=== What is expected ===
Each of the entries should be output exactly, with nothing left out.

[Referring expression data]
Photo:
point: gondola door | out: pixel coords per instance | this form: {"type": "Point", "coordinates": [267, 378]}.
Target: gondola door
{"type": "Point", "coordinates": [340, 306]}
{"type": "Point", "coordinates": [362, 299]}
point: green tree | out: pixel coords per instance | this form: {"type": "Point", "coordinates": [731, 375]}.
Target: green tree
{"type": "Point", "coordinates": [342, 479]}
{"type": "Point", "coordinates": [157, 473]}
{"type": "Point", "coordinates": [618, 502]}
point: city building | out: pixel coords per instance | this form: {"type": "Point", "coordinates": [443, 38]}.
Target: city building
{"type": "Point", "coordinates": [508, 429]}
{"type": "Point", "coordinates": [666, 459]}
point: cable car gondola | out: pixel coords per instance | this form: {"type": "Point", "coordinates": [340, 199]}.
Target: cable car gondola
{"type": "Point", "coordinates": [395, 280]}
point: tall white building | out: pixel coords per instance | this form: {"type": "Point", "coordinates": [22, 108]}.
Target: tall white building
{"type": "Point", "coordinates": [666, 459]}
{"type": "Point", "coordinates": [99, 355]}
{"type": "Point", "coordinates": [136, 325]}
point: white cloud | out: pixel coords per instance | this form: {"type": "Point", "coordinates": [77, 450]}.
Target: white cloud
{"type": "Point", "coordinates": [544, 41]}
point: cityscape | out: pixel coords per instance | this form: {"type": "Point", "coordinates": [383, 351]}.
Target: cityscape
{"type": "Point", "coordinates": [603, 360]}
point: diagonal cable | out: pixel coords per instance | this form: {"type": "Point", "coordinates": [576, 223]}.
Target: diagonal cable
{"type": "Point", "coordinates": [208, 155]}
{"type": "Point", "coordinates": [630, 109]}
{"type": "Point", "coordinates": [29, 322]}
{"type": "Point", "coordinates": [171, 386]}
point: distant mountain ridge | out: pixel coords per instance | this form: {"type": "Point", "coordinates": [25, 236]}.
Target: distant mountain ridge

=== Problem solution ===
Photo:
point: gondola door | out: pixel coords per instance | this form: {"type": "Point", "coordinates": [267, 378]}.
Target: gondola door
{"type": "Point", "coordinates": [340, 306]}
{"type": "Point", "coordinates": [362, 299]}
point: green tree | out: pixel coords per instance | this form: {"type": "Point", "coordinates": [731, 375]}.
Target: green tree
{"type": "Point", "coordinates": [342, 479]}
{"type": "Point", "coordinates": [157, 473]}
{"type": "Point", "coordinates": [618, 502]}
point: city building | out: pixel coords per instance | this form: {"type": "Point", "coordinates": [443, 38]}.
Target: city building
{"type": "Point", "coordinates": [508, 429]}
{"type": "Point", "coordinates": [666, 459]}
point: cable car gondola | out: pixel coords per instance | this form: {"type": "Point", "coordinates": [340, 199]}.
Target: cable car gondola
{"type": "Point", "coordinates": [395, 280]}
point: tall white building | out: pixel coords per instance | this form: {"type": "Point", "coordinates": [22, 108]}.
Target: tall white building
{"type": "Point", "coordinates": [666, 459]}
{"type": "Point", "coordinates": [99, 355]}
{"type": "Point", "coordinates": [136, 325]}
point: white cloud | out: pixel coords per instance | this form: {"type": "Point", "coordinates": [77, 450]}.
Target: white cloud
{"type": "Point", "coordinates": [544, 41]}
point: cityscape | out: pixel coords per instance | this form: {"type": "Point", "coordinates": [383, 351]}.
Target: cityscape
{"type": "Point", "coordinates": [603, 360]}
point: diagonal cable | out: pixel coords per instance | this form: {"type": "Point", "coordinates": [576, 223]}.
Target: diagonal cable
{"type": "Point", "coordinates": [208, 155]}
{"type": "Point", "coordinates": [630, 109]}
{"type": "Point", "coordinates": [29, 322]}
{"type": "Point", "coordinates": [171, 386]}
point: distant mountain ridge | out: pixel coords per instance | this form: {"type": "Point", "coordinates": [25, 236]}.
Target: distant mountain ridge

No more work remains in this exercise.